### Records shown
***
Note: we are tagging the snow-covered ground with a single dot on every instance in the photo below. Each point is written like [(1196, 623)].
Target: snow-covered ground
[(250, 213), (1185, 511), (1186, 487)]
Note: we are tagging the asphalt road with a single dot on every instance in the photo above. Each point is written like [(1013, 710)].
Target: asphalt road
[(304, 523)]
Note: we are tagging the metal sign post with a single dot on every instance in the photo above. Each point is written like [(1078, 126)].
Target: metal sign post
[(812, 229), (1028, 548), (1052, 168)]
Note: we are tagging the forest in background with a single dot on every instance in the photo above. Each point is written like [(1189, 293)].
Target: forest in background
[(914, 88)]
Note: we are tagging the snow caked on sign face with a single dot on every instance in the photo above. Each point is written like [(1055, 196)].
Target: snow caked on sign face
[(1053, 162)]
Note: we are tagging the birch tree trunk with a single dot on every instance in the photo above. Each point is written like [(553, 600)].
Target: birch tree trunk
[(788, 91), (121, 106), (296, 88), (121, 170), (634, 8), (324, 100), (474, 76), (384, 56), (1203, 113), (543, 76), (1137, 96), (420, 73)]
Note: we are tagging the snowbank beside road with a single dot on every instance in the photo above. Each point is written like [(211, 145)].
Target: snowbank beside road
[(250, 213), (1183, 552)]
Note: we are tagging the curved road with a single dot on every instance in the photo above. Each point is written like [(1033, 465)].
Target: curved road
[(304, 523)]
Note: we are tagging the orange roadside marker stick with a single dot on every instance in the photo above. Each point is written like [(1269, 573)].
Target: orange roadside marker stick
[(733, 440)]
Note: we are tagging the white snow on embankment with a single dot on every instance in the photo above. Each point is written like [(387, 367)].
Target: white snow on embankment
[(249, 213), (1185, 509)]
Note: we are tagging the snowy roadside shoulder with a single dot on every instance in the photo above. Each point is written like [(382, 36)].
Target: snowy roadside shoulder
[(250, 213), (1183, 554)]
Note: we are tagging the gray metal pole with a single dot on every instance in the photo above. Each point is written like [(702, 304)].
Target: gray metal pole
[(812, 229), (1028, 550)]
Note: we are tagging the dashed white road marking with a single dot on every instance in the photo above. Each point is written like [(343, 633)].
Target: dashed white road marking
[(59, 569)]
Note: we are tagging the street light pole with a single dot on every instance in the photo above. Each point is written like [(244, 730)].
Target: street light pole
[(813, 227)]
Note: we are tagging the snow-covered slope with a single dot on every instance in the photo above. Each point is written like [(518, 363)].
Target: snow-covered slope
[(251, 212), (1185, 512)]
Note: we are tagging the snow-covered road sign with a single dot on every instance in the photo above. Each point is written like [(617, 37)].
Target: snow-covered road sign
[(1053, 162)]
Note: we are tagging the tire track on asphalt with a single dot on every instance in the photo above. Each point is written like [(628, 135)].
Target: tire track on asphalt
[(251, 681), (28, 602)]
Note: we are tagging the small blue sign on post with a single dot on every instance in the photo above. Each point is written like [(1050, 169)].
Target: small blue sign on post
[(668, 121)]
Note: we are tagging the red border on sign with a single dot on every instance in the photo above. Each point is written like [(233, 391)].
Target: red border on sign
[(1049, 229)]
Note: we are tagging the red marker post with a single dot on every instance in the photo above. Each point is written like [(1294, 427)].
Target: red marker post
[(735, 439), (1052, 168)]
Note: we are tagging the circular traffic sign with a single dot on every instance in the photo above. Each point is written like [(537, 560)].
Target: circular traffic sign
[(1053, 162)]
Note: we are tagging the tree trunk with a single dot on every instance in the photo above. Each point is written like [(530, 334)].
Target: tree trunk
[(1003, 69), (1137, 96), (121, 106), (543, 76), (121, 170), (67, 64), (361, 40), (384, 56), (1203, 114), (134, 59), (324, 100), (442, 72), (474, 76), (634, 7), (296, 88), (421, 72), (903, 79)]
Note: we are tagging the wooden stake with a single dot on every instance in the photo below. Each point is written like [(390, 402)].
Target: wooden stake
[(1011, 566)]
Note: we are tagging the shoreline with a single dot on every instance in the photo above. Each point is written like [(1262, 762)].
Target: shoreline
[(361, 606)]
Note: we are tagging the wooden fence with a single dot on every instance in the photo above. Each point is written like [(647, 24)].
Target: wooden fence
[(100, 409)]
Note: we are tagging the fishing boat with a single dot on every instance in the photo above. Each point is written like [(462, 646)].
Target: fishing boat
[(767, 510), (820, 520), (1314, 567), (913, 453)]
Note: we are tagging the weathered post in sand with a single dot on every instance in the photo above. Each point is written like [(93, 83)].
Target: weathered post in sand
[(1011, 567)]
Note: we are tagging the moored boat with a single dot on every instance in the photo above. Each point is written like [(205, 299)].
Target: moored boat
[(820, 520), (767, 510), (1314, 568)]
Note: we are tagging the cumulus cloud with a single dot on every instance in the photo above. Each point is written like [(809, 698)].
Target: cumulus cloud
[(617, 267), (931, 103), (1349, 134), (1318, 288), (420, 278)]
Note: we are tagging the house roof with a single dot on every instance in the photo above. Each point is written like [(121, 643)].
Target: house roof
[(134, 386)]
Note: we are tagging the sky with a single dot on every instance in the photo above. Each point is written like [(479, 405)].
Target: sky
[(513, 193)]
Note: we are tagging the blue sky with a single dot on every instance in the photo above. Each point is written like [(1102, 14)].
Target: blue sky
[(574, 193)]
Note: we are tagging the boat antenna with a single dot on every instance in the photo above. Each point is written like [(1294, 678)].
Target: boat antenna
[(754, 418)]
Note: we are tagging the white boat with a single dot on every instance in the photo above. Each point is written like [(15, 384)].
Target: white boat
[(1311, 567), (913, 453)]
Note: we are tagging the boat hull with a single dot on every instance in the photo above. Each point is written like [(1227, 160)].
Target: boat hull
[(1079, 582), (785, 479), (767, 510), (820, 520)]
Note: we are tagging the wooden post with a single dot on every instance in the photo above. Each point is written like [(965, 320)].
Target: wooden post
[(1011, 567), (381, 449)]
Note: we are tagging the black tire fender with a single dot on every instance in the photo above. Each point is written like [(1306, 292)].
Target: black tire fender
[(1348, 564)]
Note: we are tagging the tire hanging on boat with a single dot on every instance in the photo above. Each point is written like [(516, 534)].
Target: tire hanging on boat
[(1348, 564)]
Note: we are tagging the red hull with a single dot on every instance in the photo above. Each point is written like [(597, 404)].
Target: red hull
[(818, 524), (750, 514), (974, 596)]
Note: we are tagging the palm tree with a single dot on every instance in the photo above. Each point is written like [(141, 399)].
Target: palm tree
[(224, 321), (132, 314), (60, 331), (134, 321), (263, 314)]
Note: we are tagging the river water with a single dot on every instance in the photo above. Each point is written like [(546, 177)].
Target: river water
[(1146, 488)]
***
### Work order
Select the lines from the entries that include the word "below".

### Result of this task
Note: we are tagging the snow-covered ground with a single dot on every instance in the photo below. Each point is written like [(1196, 623)].
Note: we are tagging the wooden stake with a single dot on every instance in the photo below. Each point is written like [(390, 402)].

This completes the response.